> [PROVIDED MATERIAL]
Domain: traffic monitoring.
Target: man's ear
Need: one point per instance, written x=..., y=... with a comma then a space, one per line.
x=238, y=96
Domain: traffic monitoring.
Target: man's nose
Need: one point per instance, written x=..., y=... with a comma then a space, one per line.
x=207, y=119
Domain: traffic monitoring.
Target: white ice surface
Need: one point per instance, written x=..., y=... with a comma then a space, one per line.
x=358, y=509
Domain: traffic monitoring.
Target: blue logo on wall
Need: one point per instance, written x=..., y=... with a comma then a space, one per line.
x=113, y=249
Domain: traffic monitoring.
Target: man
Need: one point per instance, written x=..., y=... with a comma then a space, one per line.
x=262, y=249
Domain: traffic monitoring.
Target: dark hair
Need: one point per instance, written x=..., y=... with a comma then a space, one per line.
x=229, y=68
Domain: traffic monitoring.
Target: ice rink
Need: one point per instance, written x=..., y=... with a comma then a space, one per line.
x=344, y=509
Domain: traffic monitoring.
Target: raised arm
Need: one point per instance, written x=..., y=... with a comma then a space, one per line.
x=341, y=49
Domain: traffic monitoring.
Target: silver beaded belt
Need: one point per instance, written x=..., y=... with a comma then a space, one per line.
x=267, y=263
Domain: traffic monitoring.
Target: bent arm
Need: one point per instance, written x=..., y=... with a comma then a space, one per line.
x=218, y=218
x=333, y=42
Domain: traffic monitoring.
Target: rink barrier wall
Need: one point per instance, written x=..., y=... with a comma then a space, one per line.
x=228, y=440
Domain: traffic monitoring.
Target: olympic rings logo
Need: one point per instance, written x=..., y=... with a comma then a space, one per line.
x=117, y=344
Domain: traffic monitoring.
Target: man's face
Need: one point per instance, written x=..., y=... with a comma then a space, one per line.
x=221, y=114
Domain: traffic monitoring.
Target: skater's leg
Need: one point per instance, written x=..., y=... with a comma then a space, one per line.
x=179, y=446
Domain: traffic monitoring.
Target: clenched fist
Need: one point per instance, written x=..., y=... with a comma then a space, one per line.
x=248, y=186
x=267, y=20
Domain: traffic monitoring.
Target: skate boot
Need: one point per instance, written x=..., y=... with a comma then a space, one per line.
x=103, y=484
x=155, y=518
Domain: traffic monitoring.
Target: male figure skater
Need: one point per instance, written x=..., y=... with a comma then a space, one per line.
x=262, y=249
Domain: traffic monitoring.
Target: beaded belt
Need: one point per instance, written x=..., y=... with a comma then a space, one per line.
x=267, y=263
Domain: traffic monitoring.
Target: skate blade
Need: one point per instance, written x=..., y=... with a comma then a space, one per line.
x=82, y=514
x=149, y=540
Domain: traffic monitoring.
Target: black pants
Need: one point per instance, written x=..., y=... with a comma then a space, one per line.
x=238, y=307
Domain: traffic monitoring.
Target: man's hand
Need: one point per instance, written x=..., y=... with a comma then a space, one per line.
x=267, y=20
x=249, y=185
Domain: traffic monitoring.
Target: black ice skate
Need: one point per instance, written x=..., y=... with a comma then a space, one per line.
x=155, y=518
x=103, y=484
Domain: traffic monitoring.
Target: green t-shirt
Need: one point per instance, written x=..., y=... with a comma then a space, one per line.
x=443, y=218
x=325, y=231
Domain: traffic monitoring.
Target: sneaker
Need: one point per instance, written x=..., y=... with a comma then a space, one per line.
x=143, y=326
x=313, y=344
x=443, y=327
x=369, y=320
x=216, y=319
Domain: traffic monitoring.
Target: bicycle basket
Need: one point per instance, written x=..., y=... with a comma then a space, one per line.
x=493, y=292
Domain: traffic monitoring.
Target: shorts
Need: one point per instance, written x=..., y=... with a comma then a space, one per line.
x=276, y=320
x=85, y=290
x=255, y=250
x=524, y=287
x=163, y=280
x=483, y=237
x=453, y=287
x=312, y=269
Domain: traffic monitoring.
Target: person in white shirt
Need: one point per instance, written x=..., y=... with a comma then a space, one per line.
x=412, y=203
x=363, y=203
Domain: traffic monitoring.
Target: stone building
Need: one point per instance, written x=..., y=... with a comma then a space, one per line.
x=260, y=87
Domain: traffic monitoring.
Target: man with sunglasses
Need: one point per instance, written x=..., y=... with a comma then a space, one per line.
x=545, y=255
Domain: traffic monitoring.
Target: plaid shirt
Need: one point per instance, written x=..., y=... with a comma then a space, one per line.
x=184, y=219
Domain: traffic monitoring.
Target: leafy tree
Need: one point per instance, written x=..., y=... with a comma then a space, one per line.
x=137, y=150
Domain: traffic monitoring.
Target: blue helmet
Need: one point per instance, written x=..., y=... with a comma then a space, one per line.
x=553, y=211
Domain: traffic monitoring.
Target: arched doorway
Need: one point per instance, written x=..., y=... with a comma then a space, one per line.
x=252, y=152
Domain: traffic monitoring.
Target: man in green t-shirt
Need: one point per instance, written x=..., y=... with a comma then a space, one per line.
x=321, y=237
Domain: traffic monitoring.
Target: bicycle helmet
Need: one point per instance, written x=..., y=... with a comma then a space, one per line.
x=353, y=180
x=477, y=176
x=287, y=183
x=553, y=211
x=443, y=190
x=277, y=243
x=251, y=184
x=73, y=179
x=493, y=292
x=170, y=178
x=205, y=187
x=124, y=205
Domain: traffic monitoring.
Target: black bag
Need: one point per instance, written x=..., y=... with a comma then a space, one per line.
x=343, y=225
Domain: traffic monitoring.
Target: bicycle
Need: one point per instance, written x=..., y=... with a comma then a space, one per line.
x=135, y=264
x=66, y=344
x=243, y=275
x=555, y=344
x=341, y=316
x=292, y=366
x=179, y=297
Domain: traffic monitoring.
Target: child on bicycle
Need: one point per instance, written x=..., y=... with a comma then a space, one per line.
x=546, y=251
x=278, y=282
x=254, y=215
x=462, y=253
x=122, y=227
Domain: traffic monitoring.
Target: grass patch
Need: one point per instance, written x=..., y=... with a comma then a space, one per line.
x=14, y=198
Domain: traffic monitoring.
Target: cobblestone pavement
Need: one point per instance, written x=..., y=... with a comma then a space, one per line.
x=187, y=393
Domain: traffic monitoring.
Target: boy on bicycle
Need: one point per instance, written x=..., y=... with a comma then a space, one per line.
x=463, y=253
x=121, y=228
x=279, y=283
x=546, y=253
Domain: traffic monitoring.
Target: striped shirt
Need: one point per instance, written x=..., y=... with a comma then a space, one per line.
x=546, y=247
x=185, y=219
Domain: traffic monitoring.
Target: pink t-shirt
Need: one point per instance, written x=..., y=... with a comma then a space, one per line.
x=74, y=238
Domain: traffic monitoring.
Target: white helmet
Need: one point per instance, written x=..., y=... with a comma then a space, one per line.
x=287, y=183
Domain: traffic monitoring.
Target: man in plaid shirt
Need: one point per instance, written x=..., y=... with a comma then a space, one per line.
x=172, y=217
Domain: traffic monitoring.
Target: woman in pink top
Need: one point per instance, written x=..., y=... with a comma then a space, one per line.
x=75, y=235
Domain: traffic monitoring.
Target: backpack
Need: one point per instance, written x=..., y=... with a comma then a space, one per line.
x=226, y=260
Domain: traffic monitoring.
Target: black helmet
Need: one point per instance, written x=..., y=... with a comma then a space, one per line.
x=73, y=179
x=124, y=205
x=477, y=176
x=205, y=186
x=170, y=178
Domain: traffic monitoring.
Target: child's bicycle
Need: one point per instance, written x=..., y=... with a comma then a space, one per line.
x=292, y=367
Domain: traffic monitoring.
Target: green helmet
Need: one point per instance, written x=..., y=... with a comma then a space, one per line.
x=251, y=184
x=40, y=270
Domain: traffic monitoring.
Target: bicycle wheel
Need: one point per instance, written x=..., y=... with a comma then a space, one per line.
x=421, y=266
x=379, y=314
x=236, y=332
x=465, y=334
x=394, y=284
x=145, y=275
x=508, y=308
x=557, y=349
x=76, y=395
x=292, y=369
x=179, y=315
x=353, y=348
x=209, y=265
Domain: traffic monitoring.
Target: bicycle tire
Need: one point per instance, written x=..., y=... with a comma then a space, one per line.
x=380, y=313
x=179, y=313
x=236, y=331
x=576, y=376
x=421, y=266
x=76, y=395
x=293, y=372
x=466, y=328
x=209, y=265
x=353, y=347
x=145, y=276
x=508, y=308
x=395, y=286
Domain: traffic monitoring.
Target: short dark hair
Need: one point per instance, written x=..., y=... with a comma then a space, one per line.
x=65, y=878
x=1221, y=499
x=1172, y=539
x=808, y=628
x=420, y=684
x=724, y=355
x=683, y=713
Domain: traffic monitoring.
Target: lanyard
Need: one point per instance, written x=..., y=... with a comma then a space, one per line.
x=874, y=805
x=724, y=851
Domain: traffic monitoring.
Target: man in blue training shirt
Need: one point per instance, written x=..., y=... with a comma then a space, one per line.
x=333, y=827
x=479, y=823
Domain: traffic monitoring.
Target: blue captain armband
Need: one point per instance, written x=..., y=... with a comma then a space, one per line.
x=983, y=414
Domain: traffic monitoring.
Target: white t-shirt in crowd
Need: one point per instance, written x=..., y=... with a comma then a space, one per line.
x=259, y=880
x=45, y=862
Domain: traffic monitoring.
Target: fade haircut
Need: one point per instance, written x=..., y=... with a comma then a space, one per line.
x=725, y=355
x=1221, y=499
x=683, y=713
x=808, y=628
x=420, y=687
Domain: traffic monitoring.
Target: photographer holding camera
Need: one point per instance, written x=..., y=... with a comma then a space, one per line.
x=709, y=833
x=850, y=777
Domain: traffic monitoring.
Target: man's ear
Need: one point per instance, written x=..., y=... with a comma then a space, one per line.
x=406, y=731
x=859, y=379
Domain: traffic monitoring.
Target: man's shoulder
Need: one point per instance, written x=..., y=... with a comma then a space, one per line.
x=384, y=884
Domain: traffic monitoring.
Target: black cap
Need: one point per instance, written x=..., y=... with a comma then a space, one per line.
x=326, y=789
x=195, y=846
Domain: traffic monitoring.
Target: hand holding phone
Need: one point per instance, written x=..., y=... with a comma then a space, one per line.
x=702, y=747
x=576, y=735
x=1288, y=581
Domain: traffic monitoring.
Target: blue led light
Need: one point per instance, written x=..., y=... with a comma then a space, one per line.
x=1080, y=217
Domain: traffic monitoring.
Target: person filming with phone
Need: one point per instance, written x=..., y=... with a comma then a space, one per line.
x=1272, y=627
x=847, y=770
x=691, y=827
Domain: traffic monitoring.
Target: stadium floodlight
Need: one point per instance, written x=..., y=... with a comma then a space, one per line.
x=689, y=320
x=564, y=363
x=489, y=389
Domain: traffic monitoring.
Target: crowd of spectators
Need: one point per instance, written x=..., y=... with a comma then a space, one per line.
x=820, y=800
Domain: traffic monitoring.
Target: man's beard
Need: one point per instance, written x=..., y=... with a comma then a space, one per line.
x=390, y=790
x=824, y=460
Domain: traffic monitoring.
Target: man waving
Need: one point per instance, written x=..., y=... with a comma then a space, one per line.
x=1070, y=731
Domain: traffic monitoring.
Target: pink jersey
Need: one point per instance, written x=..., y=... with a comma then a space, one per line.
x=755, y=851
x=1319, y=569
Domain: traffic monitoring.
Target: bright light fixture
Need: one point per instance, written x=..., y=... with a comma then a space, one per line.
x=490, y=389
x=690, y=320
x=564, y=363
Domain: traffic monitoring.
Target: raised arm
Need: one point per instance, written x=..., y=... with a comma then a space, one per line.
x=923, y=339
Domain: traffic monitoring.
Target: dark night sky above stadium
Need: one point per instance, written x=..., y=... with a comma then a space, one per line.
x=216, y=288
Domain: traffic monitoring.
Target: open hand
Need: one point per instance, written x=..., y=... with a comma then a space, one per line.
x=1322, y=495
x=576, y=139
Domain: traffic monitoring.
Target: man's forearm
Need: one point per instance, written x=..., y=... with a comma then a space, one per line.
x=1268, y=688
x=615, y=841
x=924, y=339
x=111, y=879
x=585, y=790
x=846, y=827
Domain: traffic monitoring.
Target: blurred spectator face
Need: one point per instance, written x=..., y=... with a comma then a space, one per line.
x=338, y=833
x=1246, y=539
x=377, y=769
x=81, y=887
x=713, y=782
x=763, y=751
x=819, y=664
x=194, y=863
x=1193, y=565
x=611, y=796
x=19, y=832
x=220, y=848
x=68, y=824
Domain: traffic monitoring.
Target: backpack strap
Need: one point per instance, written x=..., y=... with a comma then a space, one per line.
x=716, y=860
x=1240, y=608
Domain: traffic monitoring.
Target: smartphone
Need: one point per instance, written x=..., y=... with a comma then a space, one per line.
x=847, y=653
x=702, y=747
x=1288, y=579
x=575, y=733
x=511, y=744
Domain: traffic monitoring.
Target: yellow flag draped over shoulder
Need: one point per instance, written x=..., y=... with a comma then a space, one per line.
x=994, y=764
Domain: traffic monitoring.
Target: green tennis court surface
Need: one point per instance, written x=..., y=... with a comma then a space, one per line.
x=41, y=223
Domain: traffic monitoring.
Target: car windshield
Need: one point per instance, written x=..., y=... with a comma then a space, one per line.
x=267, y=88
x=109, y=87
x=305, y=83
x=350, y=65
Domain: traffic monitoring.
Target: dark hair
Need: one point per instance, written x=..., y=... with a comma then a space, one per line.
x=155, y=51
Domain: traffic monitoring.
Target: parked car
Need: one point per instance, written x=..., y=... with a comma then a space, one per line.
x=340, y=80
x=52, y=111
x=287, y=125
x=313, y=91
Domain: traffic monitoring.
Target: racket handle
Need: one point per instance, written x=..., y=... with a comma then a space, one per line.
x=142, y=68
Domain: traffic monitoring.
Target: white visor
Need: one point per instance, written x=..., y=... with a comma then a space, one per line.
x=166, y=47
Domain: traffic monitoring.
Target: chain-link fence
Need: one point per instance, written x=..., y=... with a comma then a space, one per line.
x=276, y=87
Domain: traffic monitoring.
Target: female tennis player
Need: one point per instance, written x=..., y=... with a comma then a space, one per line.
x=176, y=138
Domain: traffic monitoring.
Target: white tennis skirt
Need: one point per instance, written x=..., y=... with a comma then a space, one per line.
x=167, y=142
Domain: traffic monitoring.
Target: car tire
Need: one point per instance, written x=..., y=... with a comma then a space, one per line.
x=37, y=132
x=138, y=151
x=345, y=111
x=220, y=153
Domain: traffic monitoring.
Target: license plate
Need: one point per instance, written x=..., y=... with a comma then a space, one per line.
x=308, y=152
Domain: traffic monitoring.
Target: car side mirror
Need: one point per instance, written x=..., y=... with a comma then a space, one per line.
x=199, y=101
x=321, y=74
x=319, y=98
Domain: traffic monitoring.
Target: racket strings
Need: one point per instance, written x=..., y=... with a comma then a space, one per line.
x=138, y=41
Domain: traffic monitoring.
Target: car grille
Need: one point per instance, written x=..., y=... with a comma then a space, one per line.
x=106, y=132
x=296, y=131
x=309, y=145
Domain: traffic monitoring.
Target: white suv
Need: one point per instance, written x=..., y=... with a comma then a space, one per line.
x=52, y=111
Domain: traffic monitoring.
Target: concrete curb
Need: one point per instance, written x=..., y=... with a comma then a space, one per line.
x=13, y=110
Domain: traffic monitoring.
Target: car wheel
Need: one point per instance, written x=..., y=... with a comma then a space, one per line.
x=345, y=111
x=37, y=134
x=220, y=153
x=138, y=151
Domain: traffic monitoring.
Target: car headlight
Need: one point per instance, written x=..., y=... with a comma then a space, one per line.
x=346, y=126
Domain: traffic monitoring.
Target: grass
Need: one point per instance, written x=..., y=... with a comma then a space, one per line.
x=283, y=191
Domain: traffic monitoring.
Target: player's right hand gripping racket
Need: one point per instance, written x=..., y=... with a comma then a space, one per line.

> [ASSIGNMENT] Return all lines of the material that have "dark" in them.

> [SOLUTION BELOW]
Target: dark hair
Target: short dark hair
Target: dark night sky above stadium
Target: dark hair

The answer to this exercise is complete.